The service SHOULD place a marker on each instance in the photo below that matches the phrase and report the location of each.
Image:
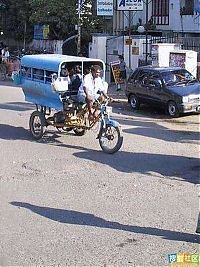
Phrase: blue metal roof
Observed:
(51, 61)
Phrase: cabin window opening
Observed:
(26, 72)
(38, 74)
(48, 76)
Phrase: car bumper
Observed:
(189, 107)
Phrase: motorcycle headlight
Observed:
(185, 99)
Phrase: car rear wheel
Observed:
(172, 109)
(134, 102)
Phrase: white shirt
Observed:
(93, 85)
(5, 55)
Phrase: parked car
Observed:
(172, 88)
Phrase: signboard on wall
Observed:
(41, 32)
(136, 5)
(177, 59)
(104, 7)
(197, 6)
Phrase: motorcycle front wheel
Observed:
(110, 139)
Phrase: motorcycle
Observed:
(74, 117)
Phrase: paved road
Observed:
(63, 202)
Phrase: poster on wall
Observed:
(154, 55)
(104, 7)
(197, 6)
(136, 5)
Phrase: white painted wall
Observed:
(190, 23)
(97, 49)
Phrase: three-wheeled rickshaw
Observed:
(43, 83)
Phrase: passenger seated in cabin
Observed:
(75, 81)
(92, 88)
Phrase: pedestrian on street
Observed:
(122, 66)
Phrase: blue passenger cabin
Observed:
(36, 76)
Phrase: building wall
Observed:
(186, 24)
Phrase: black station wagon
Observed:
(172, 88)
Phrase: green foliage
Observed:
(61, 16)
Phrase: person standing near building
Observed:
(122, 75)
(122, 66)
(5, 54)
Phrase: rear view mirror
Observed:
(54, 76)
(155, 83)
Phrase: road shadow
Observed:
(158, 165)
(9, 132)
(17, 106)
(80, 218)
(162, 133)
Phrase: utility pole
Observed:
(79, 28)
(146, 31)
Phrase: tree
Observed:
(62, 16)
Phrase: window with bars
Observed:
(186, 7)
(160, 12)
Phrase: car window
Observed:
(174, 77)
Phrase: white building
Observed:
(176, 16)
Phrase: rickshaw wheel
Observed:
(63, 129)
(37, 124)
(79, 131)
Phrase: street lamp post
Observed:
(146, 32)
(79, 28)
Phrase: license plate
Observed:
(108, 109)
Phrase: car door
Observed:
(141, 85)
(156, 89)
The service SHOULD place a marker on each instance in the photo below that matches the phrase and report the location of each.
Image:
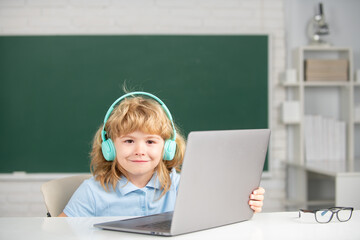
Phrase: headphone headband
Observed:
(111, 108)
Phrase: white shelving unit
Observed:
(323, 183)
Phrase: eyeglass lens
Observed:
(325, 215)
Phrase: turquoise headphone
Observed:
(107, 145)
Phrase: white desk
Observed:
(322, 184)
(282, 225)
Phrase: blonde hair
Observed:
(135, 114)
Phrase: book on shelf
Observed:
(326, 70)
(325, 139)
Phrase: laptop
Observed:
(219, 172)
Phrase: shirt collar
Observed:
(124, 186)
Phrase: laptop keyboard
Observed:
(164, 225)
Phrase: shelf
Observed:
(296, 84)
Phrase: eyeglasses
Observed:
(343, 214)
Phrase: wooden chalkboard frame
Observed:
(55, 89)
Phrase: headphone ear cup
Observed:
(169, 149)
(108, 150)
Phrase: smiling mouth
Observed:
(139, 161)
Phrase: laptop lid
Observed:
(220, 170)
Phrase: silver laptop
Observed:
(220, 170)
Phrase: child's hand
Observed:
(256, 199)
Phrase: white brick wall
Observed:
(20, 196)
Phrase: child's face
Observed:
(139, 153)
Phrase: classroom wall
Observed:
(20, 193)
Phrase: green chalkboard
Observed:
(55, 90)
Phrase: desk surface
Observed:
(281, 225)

==

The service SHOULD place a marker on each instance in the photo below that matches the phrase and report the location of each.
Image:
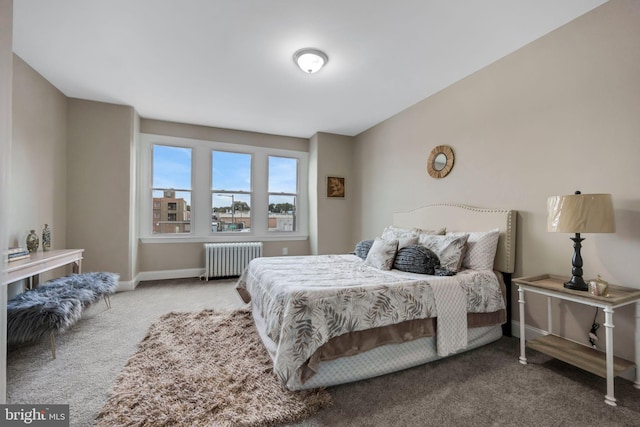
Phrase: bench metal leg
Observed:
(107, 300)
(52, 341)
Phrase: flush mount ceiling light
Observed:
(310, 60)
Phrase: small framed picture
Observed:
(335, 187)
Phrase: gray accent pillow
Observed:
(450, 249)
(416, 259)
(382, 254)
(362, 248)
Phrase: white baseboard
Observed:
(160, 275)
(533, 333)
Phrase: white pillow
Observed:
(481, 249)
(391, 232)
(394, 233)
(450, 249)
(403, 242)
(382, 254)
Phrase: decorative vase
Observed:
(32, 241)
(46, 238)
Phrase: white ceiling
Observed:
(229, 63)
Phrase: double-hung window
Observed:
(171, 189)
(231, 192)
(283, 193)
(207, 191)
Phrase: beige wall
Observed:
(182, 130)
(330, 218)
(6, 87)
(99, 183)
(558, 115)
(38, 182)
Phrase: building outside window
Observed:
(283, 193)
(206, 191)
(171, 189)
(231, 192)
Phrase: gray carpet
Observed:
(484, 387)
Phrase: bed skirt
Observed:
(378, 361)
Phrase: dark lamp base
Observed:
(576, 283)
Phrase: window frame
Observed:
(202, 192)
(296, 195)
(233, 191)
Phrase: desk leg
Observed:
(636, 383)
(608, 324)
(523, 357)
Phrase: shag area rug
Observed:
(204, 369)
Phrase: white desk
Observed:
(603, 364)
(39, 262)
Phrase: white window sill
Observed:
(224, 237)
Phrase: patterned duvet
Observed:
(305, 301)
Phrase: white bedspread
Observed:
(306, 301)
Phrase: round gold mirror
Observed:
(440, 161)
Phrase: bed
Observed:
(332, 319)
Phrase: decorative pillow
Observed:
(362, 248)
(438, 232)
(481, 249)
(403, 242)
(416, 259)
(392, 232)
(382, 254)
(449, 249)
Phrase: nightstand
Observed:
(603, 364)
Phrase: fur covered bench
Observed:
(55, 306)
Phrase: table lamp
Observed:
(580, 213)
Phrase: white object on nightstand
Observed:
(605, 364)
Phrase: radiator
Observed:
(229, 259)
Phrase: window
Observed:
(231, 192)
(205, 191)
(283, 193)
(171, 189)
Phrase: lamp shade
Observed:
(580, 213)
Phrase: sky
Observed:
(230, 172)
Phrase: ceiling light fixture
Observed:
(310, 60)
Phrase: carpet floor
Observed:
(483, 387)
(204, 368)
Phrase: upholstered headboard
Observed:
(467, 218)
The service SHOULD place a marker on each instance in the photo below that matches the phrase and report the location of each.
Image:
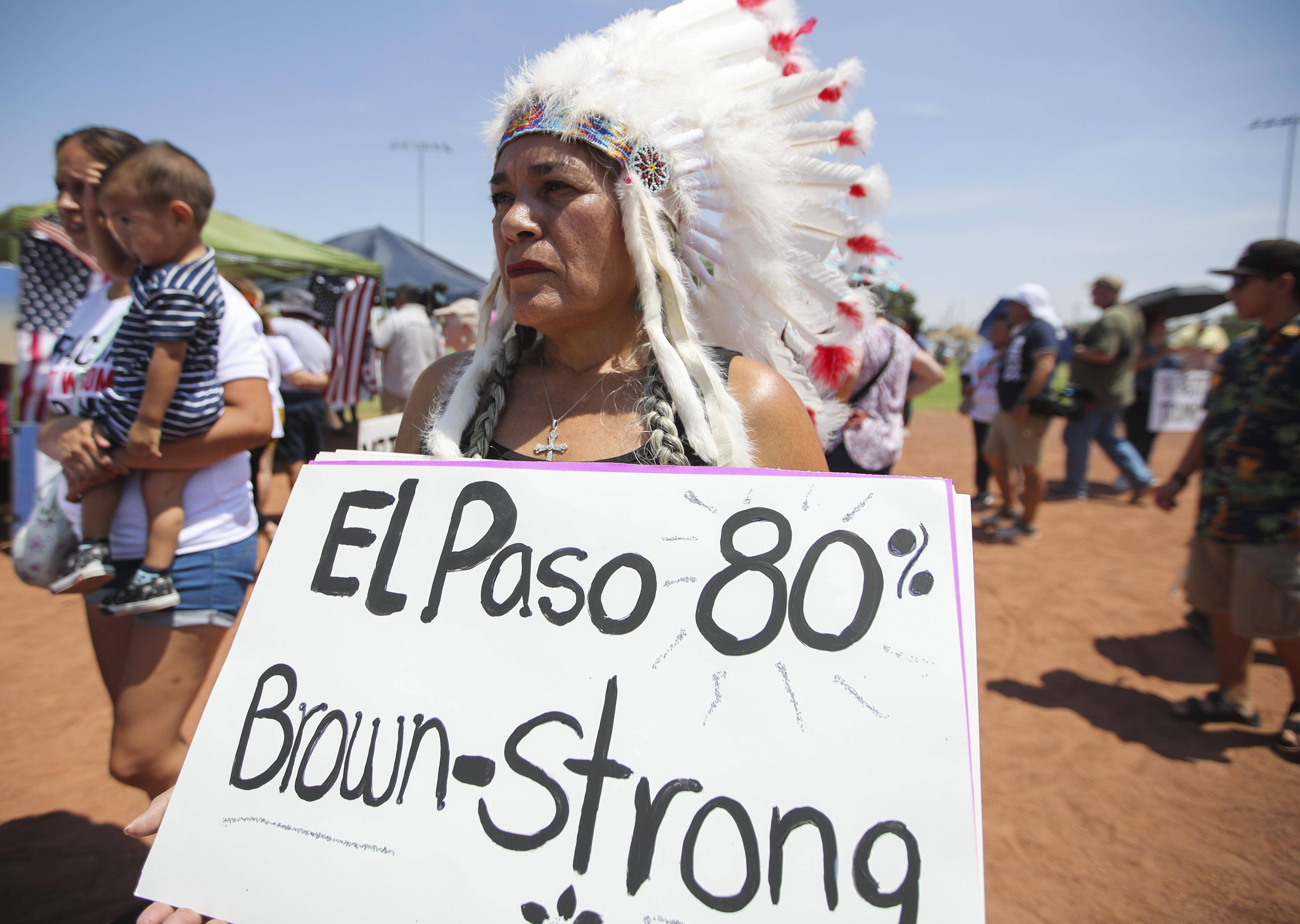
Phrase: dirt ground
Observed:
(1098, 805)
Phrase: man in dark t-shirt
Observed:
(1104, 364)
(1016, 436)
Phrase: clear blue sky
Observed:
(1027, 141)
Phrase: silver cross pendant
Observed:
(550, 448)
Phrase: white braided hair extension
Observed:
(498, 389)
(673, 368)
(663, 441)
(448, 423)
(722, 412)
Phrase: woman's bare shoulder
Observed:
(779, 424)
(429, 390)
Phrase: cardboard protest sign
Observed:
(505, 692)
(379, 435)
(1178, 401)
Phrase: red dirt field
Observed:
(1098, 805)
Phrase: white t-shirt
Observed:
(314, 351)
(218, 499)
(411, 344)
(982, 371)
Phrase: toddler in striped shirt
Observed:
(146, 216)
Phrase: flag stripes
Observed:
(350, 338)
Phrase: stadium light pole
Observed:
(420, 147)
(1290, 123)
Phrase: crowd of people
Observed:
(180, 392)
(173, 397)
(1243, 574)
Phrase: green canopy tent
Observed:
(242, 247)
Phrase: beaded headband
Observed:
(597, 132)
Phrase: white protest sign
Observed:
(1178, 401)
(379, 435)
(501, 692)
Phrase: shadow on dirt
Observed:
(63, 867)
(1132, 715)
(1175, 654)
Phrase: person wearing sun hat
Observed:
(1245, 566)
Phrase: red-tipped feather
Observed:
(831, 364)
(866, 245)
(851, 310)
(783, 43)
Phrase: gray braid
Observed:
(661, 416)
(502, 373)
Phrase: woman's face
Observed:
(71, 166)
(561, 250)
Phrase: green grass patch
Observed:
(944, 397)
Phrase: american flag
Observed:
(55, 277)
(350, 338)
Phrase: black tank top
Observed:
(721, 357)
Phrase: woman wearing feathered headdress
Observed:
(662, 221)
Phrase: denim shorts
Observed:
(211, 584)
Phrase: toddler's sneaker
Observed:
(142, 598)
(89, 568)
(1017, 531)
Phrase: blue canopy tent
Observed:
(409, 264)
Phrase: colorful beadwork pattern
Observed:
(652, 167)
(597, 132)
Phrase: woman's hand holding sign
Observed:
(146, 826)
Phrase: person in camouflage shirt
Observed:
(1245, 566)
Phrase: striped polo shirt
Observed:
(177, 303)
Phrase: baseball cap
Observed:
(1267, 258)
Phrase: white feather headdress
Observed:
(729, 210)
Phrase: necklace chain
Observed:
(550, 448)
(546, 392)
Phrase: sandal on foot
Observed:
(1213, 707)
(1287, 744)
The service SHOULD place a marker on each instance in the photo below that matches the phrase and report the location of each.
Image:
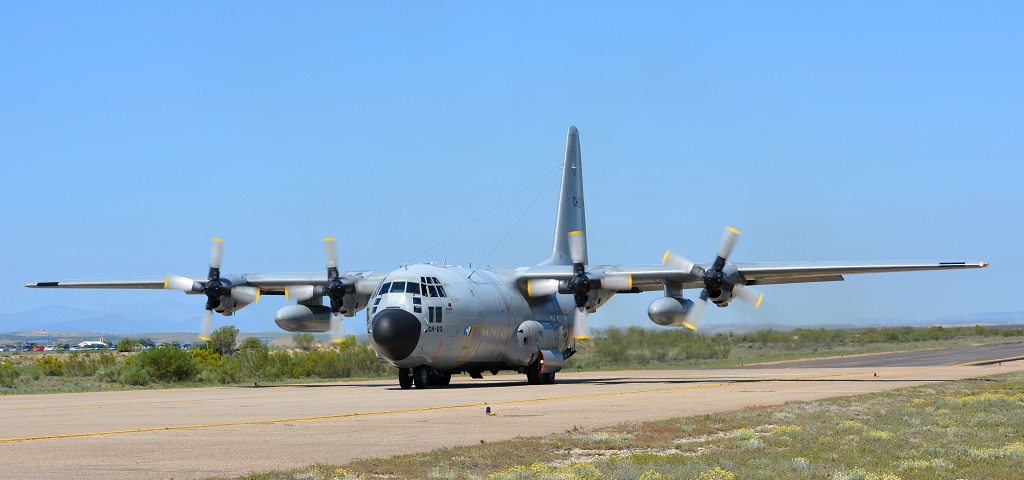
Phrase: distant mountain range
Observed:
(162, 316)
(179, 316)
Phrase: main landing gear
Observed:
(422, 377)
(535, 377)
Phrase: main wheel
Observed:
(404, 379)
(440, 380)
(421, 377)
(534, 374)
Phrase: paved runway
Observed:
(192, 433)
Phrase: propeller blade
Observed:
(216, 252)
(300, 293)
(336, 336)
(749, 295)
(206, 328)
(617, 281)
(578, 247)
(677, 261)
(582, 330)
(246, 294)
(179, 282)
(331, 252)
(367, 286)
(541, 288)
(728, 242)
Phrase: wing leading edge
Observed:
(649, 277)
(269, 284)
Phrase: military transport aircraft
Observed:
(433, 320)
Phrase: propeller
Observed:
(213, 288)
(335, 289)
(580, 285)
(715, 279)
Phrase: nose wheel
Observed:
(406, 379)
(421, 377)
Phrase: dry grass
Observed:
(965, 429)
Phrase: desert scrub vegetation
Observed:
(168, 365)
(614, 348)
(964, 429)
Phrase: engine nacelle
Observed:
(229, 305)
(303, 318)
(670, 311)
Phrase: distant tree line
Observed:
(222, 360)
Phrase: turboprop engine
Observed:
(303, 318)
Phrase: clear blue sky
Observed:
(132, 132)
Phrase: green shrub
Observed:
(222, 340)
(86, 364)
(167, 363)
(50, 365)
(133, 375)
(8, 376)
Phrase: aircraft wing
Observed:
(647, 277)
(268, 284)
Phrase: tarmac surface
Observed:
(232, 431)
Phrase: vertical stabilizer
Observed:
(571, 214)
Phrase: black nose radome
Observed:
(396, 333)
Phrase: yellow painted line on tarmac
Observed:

▸ Exercise instructions:
Scan the material above for lines holding the string "pillow" and copy those lines.

▸ Response to this exercise:
Phrase: gray accent pillow
Phrase: white pillow
Phrase: decorative pillow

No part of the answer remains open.